◆ Source material:
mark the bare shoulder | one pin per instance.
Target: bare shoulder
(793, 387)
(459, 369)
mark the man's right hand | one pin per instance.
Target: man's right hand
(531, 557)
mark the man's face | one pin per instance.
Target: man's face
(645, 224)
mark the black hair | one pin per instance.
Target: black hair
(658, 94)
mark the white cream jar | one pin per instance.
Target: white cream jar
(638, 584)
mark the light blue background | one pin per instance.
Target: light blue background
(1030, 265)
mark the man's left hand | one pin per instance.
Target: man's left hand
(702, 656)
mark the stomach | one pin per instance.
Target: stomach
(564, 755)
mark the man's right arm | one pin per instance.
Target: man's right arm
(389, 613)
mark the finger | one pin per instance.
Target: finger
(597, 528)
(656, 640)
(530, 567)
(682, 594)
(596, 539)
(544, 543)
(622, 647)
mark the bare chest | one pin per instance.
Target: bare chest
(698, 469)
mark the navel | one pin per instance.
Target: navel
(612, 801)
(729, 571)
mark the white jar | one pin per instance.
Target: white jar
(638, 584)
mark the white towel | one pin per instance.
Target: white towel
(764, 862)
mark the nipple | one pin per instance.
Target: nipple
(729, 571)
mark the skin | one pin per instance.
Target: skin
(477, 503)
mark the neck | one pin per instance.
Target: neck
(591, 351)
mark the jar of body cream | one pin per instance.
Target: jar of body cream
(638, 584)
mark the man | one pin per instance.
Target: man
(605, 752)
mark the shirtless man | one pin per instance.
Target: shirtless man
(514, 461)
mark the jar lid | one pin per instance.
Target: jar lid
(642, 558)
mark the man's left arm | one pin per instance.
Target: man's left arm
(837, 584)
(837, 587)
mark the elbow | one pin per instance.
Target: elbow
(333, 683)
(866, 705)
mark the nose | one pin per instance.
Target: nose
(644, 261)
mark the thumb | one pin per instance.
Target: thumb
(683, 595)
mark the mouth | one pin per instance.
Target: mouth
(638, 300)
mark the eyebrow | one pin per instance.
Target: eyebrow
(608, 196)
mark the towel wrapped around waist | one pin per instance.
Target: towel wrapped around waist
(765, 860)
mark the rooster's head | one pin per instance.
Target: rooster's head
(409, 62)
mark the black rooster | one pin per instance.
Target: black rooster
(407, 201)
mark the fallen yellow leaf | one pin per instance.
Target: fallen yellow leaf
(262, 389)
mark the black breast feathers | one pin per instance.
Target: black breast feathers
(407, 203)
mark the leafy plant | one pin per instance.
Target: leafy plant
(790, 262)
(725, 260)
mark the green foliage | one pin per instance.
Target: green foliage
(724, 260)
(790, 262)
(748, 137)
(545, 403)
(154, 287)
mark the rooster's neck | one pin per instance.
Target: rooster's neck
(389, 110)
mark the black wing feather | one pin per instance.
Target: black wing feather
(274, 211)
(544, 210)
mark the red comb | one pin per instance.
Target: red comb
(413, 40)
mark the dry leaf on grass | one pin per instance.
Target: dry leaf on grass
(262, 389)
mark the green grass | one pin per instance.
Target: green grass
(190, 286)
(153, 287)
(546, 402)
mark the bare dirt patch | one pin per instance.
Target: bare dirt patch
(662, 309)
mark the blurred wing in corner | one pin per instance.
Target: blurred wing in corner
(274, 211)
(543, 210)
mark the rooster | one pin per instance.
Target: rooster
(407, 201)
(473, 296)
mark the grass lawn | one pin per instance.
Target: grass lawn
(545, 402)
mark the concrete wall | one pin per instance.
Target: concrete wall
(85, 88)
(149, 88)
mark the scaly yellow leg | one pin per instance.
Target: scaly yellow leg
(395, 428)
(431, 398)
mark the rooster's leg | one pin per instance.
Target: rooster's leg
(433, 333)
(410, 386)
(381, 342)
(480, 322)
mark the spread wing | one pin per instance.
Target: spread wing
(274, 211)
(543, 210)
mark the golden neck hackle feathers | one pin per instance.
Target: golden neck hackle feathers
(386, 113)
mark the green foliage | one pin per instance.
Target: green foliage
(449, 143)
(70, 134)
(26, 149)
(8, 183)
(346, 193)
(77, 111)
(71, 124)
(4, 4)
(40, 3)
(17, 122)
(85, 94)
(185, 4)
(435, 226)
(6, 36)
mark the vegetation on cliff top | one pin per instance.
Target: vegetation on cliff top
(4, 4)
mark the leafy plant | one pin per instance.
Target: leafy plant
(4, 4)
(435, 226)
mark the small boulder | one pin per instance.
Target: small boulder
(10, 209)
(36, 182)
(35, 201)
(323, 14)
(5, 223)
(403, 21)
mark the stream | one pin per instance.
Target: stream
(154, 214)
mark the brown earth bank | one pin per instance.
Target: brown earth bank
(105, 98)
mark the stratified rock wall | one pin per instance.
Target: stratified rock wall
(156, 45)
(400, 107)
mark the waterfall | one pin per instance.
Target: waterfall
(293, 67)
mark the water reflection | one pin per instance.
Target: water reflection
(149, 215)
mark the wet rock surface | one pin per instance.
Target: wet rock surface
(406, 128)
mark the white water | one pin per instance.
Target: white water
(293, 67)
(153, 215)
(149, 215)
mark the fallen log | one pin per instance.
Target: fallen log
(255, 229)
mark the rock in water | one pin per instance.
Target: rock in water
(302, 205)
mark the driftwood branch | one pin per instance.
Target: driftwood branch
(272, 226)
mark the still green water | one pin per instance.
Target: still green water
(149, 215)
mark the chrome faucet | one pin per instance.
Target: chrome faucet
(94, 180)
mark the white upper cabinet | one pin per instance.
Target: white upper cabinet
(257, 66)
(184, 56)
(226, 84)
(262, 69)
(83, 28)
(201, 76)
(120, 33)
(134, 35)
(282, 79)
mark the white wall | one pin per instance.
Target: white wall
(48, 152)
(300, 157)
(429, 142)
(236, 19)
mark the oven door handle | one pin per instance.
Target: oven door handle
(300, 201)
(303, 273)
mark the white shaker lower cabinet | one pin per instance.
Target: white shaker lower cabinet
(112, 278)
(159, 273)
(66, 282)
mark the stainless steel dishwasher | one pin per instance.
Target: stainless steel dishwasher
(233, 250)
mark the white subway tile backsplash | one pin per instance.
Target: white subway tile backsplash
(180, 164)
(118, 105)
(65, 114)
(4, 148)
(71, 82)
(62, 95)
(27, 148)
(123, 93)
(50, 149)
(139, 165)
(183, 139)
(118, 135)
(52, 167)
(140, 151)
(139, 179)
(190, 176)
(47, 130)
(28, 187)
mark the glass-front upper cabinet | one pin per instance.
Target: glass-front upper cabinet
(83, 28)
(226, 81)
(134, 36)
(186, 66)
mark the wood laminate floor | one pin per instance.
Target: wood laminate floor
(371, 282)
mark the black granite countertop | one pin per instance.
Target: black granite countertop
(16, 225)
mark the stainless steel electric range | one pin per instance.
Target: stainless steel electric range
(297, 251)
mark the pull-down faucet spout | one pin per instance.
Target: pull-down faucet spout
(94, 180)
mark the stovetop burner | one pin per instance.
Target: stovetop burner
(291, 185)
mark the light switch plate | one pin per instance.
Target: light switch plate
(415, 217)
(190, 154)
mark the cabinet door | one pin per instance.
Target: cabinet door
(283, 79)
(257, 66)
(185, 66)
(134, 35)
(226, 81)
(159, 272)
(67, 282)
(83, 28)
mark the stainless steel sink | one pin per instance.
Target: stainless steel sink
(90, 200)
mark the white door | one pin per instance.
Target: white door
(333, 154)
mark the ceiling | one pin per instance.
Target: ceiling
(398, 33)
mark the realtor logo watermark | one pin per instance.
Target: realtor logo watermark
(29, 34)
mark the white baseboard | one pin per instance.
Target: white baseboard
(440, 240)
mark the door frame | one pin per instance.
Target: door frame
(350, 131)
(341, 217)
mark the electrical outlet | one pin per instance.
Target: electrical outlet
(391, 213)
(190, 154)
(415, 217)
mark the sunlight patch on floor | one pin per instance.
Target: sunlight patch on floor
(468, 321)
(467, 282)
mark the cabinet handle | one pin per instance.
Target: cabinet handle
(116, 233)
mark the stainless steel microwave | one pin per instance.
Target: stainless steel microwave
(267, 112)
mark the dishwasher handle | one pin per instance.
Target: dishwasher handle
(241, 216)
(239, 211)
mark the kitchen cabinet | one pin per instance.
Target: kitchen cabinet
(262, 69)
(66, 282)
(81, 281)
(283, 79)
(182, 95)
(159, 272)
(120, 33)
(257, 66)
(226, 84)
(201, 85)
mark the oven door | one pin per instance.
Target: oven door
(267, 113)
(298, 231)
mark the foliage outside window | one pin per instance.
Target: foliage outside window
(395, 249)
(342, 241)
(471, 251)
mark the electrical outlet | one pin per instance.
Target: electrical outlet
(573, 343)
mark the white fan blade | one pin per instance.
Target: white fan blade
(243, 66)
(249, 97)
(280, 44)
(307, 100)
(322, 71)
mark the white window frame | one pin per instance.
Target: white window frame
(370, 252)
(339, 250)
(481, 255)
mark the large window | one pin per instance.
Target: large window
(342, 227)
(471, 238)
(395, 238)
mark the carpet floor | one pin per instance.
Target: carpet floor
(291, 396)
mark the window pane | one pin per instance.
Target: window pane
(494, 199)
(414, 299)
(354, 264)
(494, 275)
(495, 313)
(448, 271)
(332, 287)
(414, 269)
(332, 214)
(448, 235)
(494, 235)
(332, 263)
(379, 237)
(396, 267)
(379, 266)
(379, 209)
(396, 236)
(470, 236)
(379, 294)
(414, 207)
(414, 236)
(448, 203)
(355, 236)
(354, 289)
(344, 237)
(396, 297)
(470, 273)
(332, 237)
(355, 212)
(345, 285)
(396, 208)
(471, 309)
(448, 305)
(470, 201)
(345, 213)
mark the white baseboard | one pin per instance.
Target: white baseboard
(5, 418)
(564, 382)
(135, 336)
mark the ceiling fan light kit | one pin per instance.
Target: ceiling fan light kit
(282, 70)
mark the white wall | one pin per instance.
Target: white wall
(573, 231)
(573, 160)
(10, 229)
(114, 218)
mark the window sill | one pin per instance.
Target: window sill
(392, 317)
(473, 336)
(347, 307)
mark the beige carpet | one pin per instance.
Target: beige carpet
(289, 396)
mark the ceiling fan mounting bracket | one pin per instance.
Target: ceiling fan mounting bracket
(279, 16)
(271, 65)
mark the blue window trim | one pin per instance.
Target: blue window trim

◆ What you will do:
Return, with no change at all, every line in the entries above from the line containing "Target: grass lawn" through the line containing "mark the rooster's leg".

◆ Task answer:
Target: grass lawn
(545, 402)
mark the concrete wall | one pin per instance.
Target: concrete wall
(85, 88)
(149, 88)
mark the scaly yellow leg | one pin per instance.
Target: scaly yellow leg
(395, 428)
(431, 398)
mark the rooster's leg | one pin per instance.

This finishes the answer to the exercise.